--- START Given data ---

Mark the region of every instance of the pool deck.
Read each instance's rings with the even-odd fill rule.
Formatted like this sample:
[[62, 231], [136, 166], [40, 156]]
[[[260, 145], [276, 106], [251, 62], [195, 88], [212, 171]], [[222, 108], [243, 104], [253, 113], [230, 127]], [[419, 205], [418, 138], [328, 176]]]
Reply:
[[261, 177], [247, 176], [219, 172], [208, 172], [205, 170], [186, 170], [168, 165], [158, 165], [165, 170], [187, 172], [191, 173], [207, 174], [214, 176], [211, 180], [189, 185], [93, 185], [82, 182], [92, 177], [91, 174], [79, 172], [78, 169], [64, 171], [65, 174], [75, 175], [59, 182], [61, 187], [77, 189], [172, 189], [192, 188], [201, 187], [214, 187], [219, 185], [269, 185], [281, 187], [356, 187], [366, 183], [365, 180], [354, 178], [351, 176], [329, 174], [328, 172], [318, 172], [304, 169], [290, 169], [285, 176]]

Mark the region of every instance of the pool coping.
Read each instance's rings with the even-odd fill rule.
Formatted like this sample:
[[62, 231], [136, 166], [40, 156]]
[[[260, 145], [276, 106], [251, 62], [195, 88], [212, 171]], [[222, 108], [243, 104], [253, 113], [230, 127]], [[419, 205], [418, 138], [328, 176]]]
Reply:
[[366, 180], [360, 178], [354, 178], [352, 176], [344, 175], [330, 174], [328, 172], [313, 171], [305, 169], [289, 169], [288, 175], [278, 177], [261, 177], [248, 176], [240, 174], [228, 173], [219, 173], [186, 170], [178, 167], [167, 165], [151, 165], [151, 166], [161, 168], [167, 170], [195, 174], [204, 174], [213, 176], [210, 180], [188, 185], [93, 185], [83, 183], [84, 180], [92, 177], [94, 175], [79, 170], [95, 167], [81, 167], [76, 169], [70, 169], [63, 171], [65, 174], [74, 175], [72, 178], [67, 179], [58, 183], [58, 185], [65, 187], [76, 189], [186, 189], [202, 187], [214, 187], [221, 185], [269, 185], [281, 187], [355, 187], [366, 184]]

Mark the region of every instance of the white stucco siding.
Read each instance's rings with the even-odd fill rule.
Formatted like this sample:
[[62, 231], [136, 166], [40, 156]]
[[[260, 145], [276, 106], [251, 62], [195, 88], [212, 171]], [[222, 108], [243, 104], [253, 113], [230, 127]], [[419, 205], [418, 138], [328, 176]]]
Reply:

--- END Given data ---

§ What to work on
Extract every line of the listing above and reproduce each one verbatim, in its original order.

§ Solution for this problem
Mark the region of every instance of the pool deck.
Read each instance's rings with the even-odd fill rule.
Formatted like this sample:
[[62, 231], [136, 166], [40, 156]]
[[[260, 145], [276, 106], [251, 62], [195, 88], [212, 171]], [[222, 108], [243, 104], [253, 113], [230, 127]], [[419, 205], [418, 138], [328, 176]]]
Reply:
[[261, 177], [247, 176], [219, 172], [208, 172], [205, 170], [186, 170], [168, 165], [158, 165], [165, 170], [187, 172], [191, 173], [207, 174], [214, 176], [211, 180], [189, 185], [93, 185], [82, 182], [92, 177], [91, 174], [79, 172], [78, 169], [64, 171], [65, 174], [75, 175], [59, 182], [61, 187], [77, 189], [172, 189], [192, 188], [201, 187], [214, 187], [219, 185], [269, 185], [281, 187], [356, 187], [366, 183], [365, 180], [354, 178], [351, 176], [329, 174], [328, 172], [318, 172], [304, 169], [290, 169], [285, 176]]

Mark the region of every instance of the pool coping.
Read each instance's rings with the even-odd fill rule.
Formatted like this sample:
[[62, 231], [136, 166], [40, 156]]
[[[260, 145], [276, 106], [251, 62], [195, 88], [212, 171]], [[222, 108], [243, 104], [253, 113], [230, 127]], [[419, 205], [418, 138], [328, 176]]]
Reply:
[[366, 180], [360, 178], [354, 178], [352, 176], [344, 175], [330, 174], [328, 172], [313, 171], [305, 169], [289, 169], [288, 175], [278, 177], [261, 177], [248, 176], [240, 174], [228, 173], [219, 173], [186, 170], [178, 167], [167, 165], [151, 165], [151, 166], [161, 168], [167, 170], [195, 174], [204, 174], [213, 176], [210, 180], [188, 185], [93, 185], [83, 183], [84, 180], [92, 177], [94, 175], [79, 170], [95, 167], [81, 167], [76, 169], [70, 169], [63, 171], [65, 174], [74, 175], [72, 178], [67, 179], [58, 183], [58, 185], [65, 187], [76, 189], [186, 189], [202, 187], [214, 187], [221, 185], [269, 185], [281, 187], [355, 187], [366, 184]]

Mark the region of every instance of the white stucco siding.
Read each instance's rings with the even-odd fill rule.
Formatted like this sample:
[[62, 231], [136, 166], [40, 156]]
[[[260, 145], [276, 106], [251, 62], [195, 88], [212, 171]], [[222, 108], [243, 104], [253, 113], [230, 127]], [[419, 205], [418, 138], [328, 176]]]
Reply:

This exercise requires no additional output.